-- 任务要求 --
将下面的行原样照抄，从最开头一行起，到包含“[[279, 220], [268, 231], [385, 234], [381, 233]]”的那一行止，首尾两行都要抄上。

◆ ◆ ◆ ◆

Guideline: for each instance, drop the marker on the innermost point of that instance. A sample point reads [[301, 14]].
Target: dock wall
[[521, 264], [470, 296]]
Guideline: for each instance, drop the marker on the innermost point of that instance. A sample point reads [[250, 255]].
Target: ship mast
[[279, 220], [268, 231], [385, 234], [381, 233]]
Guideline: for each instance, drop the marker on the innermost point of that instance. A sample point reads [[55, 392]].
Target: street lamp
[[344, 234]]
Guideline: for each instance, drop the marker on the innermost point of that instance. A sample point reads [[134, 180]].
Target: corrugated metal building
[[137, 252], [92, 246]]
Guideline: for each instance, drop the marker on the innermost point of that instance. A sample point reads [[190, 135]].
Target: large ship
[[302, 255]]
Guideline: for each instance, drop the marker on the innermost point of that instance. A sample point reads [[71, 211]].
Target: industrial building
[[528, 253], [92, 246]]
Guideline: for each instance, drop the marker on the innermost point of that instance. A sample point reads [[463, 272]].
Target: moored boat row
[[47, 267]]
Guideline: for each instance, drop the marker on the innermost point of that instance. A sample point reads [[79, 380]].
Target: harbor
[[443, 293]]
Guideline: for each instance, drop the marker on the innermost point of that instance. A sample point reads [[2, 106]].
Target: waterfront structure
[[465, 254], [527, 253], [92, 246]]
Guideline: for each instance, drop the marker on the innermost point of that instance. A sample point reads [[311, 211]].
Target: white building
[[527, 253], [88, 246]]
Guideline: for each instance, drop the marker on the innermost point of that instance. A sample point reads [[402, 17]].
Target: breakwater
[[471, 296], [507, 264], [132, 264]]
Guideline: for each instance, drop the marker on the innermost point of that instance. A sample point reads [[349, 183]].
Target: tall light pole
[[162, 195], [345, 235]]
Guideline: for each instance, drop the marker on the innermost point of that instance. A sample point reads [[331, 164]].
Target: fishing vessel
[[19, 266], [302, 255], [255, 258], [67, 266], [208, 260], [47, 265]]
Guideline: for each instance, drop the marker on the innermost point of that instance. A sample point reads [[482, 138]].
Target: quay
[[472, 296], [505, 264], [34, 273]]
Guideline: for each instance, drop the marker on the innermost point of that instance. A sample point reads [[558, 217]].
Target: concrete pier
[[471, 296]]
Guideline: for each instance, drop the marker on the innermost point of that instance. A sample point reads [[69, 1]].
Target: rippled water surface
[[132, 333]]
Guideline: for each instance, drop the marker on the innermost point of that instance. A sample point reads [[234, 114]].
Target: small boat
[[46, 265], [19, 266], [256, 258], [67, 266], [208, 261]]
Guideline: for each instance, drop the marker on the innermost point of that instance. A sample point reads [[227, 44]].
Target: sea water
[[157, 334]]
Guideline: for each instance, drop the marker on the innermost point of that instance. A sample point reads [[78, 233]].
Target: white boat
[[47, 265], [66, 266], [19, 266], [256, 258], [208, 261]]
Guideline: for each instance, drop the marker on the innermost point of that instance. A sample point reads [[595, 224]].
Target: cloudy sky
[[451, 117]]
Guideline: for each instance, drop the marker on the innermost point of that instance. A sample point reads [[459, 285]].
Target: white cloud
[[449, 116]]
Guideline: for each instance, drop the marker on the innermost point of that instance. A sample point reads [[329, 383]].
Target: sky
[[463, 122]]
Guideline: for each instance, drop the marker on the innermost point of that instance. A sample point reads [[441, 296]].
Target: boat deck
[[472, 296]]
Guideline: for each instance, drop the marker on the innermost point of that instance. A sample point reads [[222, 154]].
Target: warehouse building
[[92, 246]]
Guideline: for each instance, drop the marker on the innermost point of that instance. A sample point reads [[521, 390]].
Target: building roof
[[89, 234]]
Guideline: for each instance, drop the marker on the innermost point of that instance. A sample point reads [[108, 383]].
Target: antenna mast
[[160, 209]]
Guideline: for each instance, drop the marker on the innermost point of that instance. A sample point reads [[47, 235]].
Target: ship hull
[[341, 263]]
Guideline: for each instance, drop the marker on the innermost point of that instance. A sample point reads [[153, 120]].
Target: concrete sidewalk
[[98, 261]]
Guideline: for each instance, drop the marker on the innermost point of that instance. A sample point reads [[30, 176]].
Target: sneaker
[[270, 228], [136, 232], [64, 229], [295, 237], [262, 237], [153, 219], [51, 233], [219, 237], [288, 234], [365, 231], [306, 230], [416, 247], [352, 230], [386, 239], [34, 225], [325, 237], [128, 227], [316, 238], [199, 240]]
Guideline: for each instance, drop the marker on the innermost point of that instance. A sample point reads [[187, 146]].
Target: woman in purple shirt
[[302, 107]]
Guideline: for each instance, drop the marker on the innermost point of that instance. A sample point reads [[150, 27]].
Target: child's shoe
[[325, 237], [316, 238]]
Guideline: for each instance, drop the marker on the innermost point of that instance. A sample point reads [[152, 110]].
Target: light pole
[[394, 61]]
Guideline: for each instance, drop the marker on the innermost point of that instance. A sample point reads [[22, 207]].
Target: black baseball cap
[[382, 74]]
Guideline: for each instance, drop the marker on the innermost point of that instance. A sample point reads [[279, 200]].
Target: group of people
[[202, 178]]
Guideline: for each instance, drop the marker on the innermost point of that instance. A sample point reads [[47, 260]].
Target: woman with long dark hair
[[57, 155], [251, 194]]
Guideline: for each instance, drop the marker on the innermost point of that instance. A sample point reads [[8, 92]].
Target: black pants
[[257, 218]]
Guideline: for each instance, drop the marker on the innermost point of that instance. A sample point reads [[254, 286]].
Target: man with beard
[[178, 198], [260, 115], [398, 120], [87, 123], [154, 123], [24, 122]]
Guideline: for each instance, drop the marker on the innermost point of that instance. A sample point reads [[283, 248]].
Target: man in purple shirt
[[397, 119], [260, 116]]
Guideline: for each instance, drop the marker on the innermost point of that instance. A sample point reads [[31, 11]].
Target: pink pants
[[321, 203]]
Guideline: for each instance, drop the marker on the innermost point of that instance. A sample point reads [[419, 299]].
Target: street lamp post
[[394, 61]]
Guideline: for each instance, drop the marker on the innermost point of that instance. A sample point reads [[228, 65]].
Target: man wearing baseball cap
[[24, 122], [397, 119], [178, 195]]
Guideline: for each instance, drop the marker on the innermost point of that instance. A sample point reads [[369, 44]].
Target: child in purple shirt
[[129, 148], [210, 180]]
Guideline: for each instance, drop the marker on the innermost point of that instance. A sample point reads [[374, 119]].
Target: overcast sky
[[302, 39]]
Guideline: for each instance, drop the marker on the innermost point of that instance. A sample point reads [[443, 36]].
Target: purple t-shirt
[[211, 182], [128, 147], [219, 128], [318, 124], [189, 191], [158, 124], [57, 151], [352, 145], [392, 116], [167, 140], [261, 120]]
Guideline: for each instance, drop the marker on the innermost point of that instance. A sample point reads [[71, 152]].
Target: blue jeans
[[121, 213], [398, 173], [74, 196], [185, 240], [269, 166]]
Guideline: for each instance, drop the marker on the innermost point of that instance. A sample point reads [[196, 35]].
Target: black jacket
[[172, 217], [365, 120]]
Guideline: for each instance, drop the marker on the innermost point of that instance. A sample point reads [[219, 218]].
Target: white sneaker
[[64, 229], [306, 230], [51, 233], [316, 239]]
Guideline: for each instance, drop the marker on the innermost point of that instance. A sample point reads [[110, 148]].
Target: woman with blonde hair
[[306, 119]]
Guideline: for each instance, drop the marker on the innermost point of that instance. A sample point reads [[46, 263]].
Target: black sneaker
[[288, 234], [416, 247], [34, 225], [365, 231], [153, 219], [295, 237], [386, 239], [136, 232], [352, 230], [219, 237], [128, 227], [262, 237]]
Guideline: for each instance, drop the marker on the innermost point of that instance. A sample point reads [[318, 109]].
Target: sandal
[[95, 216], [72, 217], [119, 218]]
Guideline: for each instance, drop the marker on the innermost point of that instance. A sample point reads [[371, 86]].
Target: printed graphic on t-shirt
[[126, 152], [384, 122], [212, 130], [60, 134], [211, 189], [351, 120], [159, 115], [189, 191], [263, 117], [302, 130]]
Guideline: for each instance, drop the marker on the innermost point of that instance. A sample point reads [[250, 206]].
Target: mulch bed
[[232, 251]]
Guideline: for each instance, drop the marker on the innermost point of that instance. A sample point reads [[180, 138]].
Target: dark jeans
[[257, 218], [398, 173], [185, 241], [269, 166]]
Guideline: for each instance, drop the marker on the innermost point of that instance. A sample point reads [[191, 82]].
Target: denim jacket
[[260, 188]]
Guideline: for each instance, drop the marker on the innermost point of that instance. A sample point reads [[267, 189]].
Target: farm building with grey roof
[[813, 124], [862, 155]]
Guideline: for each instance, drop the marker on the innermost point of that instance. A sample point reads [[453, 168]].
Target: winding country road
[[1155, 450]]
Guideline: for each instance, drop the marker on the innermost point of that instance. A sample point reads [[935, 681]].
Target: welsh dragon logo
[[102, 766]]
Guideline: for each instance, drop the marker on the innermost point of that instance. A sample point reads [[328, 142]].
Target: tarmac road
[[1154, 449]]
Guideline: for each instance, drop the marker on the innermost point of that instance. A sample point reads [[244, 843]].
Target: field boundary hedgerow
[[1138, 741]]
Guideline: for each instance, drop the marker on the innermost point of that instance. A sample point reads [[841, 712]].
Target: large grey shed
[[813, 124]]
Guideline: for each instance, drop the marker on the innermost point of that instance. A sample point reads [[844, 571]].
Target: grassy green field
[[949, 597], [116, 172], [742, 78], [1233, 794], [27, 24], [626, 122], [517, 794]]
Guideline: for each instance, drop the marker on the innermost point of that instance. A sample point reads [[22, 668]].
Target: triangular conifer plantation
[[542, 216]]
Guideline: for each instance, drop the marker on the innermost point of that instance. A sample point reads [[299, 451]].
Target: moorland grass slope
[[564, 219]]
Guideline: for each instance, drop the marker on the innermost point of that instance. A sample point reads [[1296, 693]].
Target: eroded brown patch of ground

◆ ◆ ◆ ◆

-- 作答内容 --
Guideline: for each instance, drop the marker on the innermost point of that instance. A sample point reads [[301, 14]].
Target: dock wall
[[521, 264], [470, 296]]
Guideline: for each instance, drop the marker on the innermost point of that instance. A sample point reads [[250, 255]].
Target: ship mast
[[279, 220], [268, 231], [385, 234], [381, 233]]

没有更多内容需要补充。